_REQUIREMENT:_
Print the post on AI theater in startup products in full, word for word from its first line to its last.

_PASSAGE FOR REVIEW:_
4 min read

Why most AI features in startup products are theater

AI theater: when a product uses AI to perform intelligence rather than to produce it.

A working definition: AI theater is when a product uses AI to perform intelligence rather than to produce it.

The distinction is visible once you know how to look. The AI theater version has a loading animation, a confidence score displayed to four decimal places, terminology in the UI that signals ML sophistication. The actual output is something you could have generated with a simpler system or didn't need to generate at all. The AI is set dressing.

Why it happens

Investor pressure is part of it. "AI-powered" is in the pitch deck because it needs to be. Once it's in the pitch deck it needs to be in the product. The product team builds something that justifies the claim. That something is often underpowered or irrelevant, but it exists, and the claim is technically true.

The second cause is mistaking novelty for value. A feature that uses ML is interesting to build. Engineers like building interesting things. The question of whether the ML output actually changes user behavior or improves outcomes is different from the question of whether the ML is technically impressive. These can come apart, and they do, regularly.

The third cause is the demo problem. A demo of ML working on clean data in controlled conditions looks compelling. The same model running on real user data with real variability performs differently. Products get shipped based on demo performance and the production performance never gets properly measured.

The honest check

I've started applying a simple test to AI features: if the model was removed and replaced with the median human output for the same task, would the user notice? If the answer is no, the feature might be theater.

A related check: is the AI output actually influencing user decisions? Not being displayed. Not being acknowledged. Actually changing what the user does next. If the answer is no, it's ambient ornamentation.

_INFORMATION PROVIDED:_

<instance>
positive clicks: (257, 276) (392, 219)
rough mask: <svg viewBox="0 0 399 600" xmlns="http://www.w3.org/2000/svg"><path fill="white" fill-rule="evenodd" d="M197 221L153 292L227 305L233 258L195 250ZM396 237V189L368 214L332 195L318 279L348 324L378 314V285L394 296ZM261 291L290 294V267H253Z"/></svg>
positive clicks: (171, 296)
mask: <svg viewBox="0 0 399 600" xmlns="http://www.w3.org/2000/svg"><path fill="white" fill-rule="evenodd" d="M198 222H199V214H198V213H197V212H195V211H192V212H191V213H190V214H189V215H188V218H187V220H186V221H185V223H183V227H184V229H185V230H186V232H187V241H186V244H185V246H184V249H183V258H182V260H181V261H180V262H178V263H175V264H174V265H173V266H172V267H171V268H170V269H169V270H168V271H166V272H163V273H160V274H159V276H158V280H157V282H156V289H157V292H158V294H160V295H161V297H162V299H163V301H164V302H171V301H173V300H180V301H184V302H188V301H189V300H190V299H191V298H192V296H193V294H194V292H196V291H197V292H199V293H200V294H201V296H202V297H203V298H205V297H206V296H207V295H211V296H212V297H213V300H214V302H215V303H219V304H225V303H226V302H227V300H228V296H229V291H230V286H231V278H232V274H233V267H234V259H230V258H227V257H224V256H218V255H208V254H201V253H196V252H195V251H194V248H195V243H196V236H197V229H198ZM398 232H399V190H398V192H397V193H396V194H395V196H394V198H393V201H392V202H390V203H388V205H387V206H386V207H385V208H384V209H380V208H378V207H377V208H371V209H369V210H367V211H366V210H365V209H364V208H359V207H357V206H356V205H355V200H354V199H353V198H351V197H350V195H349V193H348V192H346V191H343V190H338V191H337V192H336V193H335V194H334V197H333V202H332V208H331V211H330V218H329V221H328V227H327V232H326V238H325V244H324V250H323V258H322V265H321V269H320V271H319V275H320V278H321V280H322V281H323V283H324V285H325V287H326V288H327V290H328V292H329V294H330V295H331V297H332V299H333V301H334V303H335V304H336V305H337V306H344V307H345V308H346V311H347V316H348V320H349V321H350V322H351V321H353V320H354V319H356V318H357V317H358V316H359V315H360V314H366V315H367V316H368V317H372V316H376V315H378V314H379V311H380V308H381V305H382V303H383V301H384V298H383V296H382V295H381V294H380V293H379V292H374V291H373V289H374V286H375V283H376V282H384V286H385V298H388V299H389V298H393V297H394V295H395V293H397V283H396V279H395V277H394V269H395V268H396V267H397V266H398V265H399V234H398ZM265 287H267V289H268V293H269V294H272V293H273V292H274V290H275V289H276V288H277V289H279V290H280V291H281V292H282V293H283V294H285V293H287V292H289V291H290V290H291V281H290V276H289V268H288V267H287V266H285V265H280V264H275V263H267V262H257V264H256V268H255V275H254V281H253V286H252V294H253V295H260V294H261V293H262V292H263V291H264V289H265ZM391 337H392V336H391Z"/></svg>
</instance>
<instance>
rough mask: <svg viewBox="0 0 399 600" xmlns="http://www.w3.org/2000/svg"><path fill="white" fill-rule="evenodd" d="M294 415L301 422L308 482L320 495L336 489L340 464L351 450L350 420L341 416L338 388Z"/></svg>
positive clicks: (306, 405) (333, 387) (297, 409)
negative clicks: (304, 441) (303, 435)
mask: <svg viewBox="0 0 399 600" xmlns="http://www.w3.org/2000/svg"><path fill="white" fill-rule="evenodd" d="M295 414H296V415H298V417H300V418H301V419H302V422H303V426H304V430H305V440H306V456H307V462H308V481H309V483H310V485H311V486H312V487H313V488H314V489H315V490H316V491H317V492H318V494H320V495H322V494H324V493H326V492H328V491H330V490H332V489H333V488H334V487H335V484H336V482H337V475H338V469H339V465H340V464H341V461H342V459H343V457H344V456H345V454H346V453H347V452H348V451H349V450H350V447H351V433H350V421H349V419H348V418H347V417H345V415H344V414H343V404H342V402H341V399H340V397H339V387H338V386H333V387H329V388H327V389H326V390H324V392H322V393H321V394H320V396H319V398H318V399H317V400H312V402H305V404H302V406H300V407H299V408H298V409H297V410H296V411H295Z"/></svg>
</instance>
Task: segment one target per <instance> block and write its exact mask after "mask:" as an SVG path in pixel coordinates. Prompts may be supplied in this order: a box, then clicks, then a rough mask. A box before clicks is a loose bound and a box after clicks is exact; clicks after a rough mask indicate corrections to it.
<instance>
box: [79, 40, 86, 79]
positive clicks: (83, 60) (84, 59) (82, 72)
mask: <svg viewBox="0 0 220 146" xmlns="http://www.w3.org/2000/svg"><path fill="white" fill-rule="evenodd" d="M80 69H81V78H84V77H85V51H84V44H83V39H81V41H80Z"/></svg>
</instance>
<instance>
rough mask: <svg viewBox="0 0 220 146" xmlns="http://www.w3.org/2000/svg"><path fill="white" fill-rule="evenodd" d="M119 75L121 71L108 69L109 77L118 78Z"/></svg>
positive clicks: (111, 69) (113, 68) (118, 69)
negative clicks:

_EXPECTED ANSWER:_
4 min read

Why most AI features in startup products are theater

AI theater: when a product uses AI to perform intelligence rather than to produce it.

A working definition: AI theater is when a product uses AI to perform intelligence rather than to produce it.

The distinction is visible once you know how to look. The AI theater version has a loading animation, a confidence score displayed to four decimal places, terminology in the UI that signals ML sophistication. The actual output is something you could have generated with a simpler system or didn't need to generate at all. The AI is set dressing.

Why it happens

Investor pressure is part of it. "AI-powered" is in the pitch deck because it needs to be. Once it's in the pitch deck it needs to be in the product. The product team builds something that justifies the claim. That something is often underpowered or irrelevant, but it exists, and the claim is technically true.

The second cause is mistaking novelty for value. A feature that uses ML is interesting to build. Engineers like building interesting things. The question of whether the ML output actually changes user behavior or improves outcomes is different from the question of whether the ML is technically impressive. These can come apart, and they do, regularly.

The third cause is the demo problem. A demo of ML working on clean data in controlled conditions looks compelling. The same model running on real user data with real variability performs differently. Products get shipped based on demo performance and the production performance never gets properly measured.

The honest check

I've started applying a simple test to AI features: if the model was removed and replaced with the median human output for the same task, would the user notice? If the answer is no, the feature might be theater.

A related check: is the AI output actually influencing user decisions? Not being displayed. Not being acknowledged. Actually changing what the user does next. If the answer is no, it's ambient ornamentation.